* _Task item_: Only the lines from the start of the entries up to and including the line with "box: [15, 0, 1184, 672]" should be written out, exactly as they stand.

* _Records for processing_:
▼▼▼
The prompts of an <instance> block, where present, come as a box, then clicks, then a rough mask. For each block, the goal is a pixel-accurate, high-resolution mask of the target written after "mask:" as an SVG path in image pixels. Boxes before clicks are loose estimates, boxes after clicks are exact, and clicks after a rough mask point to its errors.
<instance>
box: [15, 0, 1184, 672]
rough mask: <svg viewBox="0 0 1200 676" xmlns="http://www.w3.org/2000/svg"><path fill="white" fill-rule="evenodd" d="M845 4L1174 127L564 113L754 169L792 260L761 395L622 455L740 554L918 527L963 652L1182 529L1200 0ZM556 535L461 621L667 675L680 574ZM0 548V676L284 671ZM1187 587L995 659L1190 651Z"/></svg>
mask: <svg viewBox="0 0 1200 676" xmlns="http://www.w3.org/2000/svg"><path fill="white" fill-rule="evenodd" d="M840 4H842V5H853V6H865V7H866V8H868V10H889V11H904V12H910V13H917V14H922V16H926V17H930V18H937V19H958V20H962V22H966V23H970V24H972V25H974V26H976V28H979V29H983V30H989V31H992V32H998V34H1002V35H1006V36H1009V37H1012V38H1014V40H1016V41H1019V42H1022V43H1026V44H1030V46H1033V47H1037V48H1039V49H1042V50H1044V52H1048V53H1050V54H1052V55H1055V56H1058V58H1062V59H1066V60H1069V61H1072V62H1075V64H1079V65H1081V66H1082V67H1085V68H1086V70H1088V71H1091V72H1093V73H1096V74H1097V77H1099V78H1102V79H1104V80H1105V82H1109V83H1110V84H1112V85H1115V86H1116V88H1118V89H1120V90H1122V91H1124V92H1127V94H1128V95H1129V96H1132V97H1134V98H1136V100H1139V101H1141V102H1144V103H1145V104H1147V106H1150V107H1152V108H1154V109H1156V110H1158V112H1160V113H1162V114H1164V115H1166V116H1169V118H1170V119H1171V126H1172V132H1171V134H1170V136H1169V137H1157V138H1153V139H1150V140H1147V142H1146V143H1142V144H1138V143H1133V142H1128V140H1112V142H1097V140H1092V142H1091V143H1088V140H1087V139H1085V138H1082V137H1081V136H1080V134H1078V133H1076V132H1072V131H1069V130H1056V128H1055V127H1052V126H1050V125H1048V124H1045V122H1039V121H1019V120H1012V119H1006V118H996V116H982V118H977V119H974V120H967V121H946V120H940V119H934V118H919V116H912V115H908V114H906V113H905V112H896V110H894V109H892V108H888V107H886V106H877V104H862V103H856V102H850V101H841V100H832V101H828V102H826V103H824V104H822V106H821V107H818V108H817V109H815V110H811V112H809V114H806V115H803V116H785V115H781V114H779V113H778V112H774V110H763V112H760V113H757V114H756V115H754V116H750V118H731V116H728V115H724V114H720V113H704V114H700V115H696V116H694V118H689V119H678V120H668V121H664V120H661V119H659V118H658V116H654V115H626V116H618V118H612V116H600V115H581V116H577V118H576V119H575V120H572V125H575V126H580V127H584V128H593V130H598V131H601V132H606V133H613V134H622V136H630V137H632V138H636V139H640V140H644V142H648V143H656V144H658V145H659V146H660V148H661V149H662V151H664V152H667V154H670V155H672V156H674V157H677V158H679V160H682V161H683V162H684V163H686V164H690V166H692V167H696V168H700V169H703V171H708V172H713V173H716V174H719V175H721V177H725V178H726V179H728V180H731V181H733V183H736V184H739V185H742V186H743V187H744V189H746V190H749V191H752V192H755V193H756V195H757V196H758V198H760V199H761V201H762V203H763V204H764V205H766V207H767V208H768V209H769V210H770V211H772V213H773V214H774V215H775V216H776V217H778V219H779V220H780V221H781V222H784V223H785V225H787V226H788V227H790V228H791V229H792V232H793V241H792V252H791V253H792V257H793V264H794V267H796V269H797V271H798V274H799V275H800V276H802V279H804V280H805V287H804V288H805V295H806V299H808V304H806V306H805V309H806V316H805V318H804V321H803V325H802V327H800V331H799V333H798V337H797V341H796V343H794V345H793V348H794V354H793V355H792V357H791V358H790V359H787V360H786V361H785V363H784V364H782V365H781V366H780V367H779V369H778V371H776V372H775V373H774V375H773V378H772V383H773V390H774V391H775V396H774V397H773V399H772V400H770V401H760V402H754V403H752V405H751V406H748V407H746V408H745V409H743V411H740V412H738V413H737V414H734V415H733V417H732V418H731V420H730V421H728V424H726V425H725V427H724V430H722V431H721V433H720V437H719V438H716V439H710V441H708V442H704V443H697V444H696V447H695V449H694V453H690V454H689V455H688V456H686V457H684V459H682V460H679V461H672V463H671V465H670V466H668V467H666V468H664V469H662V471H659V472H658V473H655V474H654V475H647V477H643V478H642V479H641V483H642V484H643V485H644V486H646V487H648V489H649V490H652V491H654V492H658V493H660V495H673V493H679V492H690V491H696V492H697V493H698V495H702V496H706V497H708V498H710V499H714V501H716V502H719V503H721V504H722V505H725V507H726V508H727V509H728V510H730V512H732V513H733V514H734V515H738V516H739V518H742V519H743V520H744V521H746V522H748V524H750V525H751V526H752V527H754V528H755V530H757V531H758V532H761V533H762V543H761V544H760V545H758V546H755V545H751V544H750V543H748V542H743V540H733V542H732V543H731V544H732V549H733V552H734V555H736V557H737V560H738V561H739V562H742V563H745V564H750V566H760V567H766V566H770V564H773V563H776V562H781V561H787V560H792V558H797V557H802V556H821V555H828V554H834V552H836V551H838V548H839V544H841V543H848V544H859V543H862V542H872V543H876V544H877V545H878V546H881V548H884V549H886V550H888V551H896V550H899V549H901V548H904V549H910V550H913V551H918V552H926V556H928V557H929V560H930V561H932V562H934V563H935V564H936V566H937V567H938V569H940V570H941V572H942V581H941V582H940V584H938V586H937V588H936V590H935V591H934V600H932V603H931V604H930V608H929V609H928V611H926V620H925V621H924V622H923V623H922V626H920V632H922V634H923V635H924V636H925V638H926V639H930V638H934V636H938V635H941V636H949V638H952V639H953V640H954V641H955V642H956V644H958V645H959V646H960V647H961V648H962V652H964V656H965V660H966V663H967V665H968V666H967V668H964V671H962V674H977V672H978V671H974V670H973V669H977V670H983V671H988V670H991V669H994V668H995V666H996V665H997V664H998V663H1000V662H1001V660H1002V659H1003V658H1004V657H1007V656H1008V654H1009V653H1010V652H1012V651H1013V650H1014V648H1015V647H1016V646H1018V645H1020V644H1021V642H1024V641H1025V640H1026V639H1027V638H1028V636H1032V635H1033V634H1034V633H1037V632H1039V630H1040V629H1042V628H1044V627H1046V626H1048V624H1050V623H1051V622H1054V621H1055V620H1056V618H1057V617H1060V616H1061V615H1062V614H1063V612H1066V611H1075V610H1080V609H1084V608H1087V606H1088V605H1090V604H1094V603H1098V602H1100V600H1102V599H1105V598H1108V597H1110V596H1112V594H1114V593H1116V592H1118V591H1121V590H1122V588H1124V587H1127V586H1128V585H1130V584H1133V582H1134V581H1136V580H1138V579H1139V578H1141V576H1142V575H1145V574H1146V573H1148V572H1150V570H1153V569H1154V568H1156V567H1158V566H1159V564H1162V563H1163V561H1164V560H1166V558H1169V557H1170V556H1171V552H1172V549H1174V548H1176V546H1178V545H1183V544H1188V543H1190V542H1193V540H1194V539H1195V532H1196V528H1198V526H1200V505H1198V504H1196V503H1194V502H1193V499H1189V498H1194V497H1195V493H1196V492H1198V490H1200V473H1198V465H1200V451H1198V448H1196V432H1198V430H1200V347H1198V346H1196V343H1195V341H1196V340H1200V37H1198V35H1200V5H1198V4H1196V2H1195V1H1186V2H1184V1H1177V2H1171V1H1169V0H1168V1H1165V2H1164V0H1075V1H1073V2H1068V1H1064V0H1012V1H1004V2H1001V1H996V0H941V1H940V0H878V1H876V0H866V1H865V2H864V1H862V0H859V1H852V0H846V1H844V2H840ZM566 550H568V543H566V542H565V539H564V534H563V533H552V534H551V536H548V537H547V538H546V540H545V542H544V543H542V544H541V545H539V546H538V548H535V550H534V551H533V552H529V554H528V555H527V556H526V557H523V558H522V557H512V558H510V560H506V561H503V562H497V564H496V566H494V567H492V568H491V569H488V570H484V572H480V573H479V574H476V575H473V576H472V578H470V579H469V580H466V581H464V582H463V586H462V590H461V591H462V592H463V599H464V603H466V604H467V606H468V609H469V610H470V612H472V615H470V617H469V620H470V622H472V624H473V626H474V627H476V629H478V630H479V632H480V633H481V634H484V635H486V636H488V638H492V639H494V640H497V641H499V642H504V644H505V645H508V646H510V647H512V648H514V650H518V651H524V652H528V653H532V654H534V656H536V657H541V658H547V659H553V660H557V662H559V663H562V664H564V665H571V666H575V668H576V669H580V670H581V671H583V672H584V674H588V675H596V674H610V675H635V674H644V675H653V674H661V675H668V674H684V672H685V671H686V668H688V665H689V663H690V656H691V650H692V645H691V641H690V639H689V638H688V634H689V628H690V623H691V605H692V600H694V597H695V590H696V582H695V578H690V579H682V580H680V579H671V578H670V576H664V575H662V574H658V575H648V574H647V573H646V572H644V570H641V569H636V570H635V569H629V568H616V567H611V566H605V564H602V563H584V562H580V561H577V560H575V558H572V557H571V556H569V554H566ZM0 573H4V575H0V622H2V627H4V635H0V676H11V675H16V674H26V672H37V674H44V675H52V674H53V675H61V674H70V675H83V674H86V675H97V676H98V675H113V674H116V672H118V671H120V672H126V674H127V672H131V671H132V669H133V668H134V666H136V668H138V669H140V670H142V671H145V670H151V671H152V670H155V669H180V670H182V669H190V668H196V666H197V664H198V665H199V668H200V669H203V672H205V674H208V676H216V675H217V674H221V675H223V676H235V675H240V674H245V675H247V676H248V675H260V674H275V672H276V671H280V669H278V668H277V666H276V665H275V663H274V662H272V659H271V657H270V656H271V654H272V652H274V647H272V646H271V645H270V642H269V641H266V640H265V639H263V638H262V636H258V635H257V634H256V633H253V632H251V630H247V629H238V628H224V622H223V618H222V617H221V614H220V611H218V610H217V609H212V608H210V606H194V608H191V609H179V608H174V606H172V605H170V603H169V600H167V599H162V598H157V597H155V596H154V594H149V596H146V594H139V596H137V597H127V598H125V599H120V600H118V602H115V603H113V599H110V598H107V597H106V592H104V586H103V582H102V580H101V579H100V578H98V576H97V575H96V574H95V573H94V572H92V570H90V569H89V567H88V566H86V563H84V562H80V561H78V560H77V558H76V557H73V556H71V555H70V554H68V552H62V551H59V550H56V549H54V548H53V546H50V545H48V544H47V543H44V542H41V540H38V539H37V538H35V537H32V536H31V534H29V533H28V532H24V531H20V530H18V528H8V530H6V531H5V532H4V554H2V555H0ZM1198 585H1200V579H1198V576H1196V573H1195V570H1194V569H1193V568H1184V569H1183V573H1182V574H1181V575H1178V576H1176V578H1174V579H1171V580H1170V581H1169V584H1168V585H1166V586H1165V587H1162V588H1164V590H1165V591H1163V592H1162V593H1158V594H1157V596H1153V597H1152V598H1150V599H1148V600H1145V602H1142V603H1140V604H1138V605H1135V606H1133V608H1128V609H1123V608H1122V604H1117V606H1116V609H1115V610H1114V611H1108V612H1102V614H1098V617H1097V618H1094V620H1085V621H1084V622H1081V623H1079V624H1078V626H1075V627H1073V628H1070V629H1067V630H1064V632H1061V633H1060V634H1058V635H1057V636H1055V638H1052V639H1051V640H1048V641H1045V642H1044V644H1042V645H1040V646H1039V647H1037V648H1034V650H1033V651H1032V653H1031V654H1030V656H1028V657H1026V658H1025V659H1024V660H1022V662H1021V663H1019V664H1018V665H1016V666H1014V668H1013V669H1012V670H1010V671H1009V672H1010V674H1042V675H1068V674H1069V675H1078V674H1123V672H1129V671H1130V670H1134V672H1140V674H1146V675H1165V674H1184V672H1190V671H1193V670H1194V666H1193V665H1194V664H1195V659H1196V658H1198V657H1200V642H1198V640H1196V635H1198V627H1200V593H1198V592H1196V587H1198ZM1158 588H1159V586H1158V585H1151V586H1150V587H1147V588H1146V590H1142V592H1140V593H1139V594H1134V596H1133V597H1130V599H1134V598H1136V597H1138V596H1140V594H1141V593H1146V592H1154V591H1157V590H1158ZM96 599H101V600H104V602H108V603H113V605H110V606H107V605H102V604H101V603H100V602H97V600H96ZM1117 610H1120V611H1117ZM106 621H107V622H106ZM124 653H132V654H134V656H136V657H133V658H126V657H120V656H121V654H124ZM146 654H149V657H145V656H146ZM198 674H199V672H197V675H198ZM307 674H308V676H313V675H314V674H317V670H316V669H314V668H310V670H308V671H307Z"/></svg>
▲▲▲
* _Exercise response_:
The prompts of an <instance> block, where present, come as a box, then clicks, then a rough mask. For each block, the goal is a pixel-accurate, high-resolution mask of the target written after "mask:" as an SVG path in image pixels. Boxes before clicks are loose estimates, boxes after clicks are exact, and clicks after a rough mask point to its errors.
<instance>
box: [15, 0, 1184, 672]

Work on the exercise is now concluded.